Tekst do analizy:
◇ ◇ ◇ ◇

Zatem pochodziliśmy po lesie w okolicy Szczytnej.
takie tam
niedziela, 21 kwietnia 2024
Nie padało!
Prześliczny groszek wiosenny
Zobaczyłam twarz dziewczyny, przytuloną do mchu.
Jakaż cudna, naturalna kompozycja na starych pniach!
Jaskry
Będą napary z listków pokrzyw , malin i poziomek.
W nocy ma być -3, osłoniłam mojego lilaczka, juz zaczyna kwitnąć.
sobota, 20 kwietnia 2024
Plecień
rządzi, ziębi, deszczy, nocami mrozi. Czy z wycieczki niedzielnej coś bedzie, nie wiem.
J.pracuje nad szafą, którą po liftingu chce upchnąć w pałacowym, dopóki balkonowy jeszcze służy za remontowy. Docelowo nie wiadomo gdzie się ją postawi, może w balkonowym, a może w sypialnianym. Nie myślę o tym. Ja bym zostawiła w balkonowym, przecież teraz po co robić sobie kłopot, uprzątnąć balkonowy, żeby bylo gdzie postawić, i niech tam czeka na lepsze czasy.
To szafa, którą kupiliśmy do przedpokoju, no ale nie przydała sie, więc bedzie kiedyś w sypialnianym lub balkonowym.
Z pożytecznych rzeczy uprzątnełam nieco strych, i jeszcze zamierzam. Na parapecie zewnętrznym znów pojawiły się pustułki. Może uda mi się zrobić zdjęcie. Mają tam zacisznie, chociaż pewnie sąsiedzi są średnio zadowoleni, bo im nad ich oknami głośno świergolą.
No i co tu po za tym robić jak zimno, pada, nic się nie chce.
Niekiedy posiaduję salonowo i uprawiam roślinoterapię .

◇ ◇ ◇ ◇

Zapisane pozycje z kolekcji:
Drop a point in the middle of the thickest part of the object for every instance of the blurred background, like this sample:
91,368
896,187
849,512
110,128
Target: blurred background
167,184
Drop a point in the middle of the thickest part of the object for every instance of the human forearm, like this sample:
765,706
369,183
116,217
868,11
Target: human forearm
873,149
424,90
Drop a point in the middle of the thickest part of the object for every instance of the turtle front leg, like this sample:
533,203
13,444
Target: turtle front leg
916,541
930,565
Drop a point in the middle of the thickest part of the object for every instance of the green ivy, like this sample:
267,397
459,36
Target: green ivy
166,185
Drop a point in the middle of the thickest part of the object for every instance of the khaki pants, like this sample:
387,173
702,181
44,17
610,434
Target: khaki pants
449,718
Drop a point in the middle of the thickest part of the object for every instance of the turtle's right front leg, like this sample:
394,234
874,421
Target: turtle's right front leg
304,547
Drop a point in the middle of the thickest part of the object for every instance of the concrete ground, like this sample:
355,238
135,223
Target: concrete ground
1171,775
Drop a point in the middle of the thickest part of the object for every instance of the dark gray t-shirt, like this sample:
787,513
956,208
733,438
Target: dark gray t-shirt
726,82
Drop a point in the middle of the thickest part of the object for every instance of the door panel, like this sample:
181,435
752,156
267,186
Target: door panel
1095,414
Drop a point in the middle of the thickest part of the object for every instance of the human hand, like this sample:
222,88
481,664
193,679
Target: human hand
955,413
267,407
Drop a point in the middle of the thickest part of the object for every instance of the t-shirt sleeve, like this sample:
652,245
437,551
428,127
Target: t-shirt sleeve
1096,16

◇ ◇ ◇ ◇

Co zrobić:
a: Zwróć dosłownie fragment wpisu z bloga między słowami „Z pożytecznych rzeczy” a „się nie chce.”, łącznie z nimi.
b: Proszę pociągnąć dalej wpis z bloga, zaczynając po jego ostatnim zdaniu.

Lista odpowiedzi:
a:
Z pożytecznych rzeczy uprzątnełam nieco strych, i jeszcze zamierzam. Na parapecie zewnętrznym znów pojawiły się pustułki. Może uda mi się zrobić zdjęcie. Mają tam zacisznie, chociaż pewnie sąsiedzi są średnio zadowoleni, bo im nad ich oknami głośno świergolą.
No i co tu po za tym robić jak zimno, pada, nic się nie chce.

b:
Moje kolorowe cudeńka
Latem może pokuszę się na obcięcie pióropusza, musi być ciepło, na razie za wcześnie .
Jeszcze potrzebne osłonki na razie jest jak jest.
No i tak to. Zakupy poczynione, obiad zjedzony, deszcz pada nadal, więc terapia zdrowotna człowieka kotem i kota człowiekiem 😃
Przesadziłam kaktusy i sukulenty. Odnotowałam kilka podupadłych, bo korzenie marne, chociaż z zewnątrz wyglądały nieźle. Może odżyją. Natomiast kupiony ostatnio rozkwita.
niedziela, 14 kwietnia 2024
Dawno
nie zdobyliśmy jakiegoś szczytu, J.wpadł na pomysł , że może by pójść na Orlicę-1084m. n.p.m. Kręciłam nosem, bo nieco się rozleniwiłam, ale pojechaliśmy.
No i dobrze!
Pod górkę szłam powoli, chociaż podejscie łagodne, spacerowe, no ale jednak ciągle wzwyż, później już było relaksacyjnie. Cudna droga grzbietem, no ale trzeba było w końcu skręcić, by powrócić do samochodu.
Pogoda idealna, nie za goraco,nie za zimno, może jutro też gdzieś pomaszerujemy.